Rows from a box-labeling dataset:
_ _ _ _
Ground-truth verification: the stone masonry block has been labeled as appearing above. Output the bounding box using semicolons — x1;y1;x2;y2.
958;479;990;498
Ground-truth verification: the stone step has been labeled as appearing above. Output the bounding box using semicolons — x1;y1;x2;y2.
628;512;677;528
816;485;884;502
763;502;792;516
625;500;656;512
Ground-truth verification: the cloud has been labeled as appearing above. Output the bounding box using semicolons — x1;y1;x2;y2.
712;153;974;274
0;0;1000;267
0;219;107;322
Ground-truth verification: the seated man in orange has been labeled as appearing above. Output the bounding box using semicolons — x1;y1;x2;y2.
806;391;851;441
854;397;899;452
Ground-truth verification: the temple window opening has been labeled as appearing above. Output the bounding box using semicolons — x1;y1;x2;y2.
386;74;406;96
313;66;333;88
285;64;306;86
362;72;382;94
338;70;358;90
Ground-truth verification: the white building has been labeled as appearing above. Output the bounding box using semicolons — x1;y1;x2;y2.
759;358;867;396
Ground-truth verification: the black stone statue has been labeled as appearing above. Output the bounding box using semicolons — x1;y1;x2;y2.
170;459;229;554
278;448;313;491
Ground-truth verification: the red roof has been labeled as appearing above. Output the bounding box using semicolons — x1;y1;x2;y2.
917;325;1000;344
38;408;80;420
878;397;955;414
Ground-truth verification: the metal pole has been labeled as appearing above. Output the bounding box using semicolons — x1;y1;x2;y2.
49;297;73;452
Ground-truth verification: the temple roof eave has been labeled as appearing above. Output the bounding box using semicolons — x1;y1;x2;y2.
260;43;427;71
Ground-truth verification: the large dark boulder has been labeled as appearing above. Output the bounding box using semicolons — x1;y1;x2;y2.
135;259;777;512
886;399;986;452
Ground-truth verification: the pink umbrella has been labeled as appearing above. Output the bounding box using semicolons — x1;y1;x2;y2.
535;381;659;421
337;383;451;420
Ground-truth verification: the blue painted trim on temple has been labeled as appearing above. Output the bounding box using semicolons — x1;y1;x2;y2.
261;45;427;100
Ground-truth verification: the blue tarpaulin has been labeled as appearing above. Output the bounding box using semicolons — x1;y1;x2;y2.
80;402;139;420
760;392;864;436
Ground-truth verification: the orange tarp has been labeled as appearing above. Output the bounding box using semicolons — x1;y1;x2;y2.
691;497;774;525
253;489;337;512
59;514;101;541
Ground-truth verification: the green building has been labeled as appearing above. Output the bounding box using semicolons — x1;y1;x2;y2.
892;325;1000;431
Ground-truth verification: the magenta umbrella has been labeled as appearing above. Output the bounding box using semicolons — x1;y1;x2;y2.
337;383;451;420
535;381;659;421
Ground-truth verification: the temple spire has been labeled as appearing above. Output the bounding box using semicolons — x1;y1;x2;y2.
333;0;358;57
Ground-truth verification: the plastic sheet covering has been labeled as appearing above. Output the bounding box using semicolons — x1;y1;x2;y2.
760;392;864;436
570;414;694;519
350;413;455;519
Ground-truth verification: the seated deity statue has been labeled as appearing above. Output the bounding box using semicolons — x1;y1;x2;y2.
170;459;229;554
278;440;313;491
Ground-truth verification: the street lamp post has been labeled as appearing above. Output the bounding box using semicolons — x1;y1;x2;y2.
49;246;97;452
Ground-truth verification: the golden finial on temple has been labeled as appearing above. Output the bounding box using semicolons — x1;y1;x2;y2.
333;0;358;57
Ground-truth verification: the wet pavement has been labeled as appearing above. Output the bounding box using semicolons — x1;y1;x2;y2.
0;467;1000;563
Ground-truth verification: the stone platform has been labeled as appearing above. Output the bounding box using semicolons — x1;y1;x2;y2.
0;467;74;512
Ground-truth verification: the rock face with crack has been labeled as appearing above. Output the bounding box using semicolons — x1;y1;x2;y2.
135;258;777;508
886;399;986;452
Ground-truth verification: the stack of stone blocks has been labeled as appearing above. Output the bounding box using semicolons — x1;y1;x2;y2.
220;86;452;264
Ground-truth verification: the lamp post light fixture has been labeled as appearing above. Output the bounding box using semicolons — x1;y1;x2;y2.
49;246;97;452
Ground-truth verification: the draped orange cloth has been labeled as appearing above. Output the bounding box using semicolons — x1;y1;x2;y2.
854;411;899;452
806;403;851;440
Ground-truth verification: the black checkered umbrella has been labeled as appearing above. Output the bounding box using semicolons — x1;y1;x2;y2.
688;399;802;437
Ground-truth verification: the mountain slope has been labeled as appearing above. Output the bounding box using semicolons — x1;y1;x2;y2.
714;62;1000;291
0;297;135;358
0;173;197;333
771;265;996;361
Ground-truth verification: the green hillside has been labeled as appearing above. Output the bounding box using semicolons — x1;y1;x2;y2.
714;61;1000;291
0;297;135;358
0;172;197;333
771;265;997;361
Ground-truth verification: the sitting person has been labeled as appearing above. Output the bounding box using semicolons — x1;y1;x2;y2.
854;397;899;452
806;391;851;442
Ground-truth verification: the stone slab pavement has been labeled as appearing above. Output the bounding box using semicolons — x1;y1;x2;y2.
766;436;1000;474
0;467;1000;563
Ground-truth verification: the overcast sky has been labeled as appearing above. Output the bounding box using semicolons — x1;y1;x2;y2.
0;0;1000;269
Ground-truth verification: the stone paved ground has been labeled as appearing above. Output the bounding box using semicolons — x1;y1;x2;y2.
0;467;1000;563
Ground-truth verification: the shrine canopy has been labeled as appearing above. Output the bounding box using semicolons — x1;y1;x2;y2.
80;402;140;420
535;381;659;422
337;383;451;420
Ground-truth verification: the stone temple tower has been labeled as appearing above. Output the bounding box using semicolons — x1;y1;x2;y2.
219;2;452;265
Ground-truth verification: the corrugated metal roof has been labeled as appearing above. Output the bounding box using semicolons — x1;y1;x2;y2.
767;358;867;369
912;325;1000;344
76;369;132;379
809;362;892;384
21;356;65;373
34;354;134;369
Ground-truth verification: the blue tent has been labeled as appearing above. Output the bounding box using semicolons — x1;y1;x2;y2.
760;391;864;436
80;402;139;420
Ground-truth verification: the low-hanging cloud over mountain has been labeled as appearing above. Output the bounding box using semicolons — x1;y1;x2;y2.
_ _ _ _
▸ WHAT THE EXERCISE ASKS
Retype the lines above, from the line with "Ground-truth verification: the temple window" to the line with "278;448;313;491", leaving every character unchanged.

▸ REPLY TO THE TASK
Ground-truth verification: the temple window opening has been labeled as appearing above. Output the bounding box using semicolons — x1;y1;x2;y2.
386;74;406;96
313;66;333;88
285;64;306;86
362;72;382;94
338;70;358;90
Ground-truth verification: the white building has been labeled as appearing above. Output the bounding box using semicolons — x1;y1;x2;y2.
759;358;867;396
Ground-truth verification: the black stone statue has been labeled as appearing above. Output the bounding box using semicolons — x1;y1;x2;y2.
170;459;229;554
278;448;313;491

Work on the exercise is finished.